[Begin Listed entries]
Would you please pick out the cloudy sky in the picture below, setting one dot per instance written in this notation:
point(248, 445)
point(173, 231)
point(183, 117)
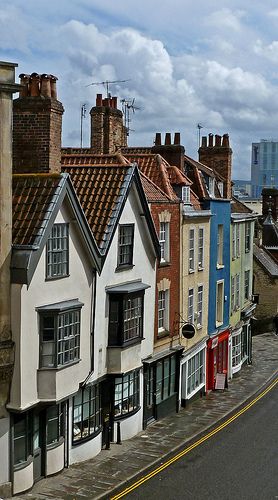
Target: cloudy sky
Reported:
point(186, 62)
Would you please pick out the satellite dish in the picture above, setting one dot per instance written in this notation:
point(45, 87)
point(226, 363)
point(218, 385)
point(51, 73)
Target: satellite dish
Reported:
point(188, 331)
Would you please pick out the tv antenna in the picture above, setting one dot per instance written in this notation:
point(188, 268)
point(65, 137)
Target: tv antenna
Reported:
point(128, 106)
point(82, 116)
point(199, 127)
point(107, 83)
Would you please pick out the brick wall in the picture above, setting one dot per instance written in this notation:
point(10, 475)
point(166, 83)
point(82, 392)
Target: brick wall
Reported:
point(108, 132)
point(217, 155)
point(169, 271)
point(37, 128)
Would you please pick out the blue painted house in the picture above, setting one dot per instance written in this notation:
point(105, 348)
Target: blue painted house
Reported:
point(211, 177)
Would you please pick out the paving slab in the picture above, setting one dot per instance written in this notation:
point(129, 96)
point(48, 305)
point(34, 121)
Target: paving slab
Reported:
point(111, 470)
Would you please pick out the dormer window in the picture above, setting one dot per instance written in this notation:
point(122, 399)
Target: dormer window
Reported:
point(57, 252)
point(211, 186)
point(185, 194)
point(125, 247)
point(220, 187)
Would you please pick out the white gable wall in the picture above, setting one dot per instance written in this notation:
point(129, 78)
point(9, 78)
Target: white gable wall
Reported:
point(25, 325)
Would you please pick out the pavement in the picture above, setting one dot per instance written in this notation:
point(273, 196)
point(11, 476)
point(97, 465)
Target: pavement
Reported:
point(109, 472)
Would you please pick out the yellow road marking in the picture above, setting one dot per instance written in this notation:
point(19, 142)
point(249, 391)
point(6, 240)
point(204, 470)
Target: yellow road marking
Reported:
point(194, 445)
[End Listed entries]
[Begin Listed entries]
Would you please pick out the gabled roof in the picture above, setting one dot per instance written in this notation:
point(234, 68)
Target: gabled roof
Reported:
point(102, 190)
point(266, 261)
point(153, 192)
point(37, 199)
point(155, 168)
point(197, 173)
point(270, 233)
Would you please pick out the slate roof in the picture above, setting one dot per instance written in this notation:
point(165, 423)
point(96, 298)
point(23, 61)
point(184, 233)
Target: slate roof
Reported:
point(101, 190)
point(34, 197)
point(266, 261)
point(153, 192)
[End Listed entries]
[Begin Listed entries]
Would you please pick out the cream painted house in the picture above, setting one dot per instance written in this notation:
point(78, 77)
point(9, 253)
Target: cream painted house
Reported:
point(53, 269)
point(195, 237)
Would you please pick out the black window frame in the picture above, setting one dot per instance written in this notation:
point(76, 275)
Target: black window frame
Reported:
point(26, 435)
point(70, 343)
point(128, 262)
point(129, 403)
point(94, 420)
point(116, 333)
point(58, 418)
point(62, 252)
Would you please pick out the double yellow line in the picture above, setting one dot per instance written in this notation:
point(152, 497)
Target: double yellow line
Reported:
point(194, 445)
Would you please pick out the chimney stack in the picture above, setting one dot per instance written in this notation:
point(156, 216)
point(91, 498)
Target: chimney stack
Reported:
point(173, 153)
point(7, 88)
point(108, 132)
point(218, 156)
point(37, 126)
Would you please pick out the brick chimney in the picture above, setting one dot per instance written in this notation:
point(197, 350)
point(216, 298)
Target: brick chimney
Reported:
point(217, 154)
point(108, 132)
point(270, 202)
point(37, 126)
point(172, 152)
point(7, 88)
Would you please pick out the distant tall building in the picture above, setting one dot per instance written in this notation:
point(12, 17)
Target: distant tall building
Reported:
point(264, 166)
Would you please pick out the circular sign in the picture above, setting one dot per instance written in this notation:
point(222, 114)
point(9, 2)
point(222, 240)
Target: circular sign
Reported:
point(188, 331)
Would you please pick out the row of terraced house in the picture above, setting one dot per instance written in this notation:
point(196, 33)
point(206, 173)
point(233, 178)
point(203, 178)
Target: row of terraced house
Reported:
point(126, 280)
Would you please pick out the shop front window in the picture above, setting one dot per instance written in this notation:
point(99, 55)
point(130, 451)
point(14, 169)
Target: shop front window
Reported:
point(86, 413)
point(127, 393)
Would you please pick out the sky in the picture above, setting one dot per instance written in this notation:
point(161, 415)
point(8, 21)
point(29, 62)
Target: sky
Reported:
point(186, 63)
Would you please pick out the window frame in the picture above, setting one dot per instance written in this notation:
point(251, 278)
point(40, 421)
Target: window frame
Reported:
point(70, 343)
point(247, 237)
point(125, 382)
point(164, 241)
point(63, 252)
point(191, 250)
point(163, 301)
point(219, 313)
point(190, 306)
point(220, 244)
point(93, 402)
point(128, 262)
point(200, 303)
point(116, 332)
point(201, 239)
[End Listed entries]
◆ **What you have to do**:
Format the lines from the one with "Would you please pick out the blue" through the one with "point(111, 470)" as a JSON list of strings, with one string per line and blank lines omitted.

◆ **The answer**:
[
  "Would you please pick out the blue painted house in the picture above, setting one dot per instance written in this notation:",
  "point(105, 348)",
  "Target: blue painted house",
  "Reported:",
  "point(211, 177)",
  "Would you please pick out the paving slab in the picture above, setting one dot per instance written in this notation:",
  "point(129, 96)",
  "point(48, 305)",
  "point(34, 121)",
  "Target: paving slab",
  "Reported:",
  "point(111, 470)"
]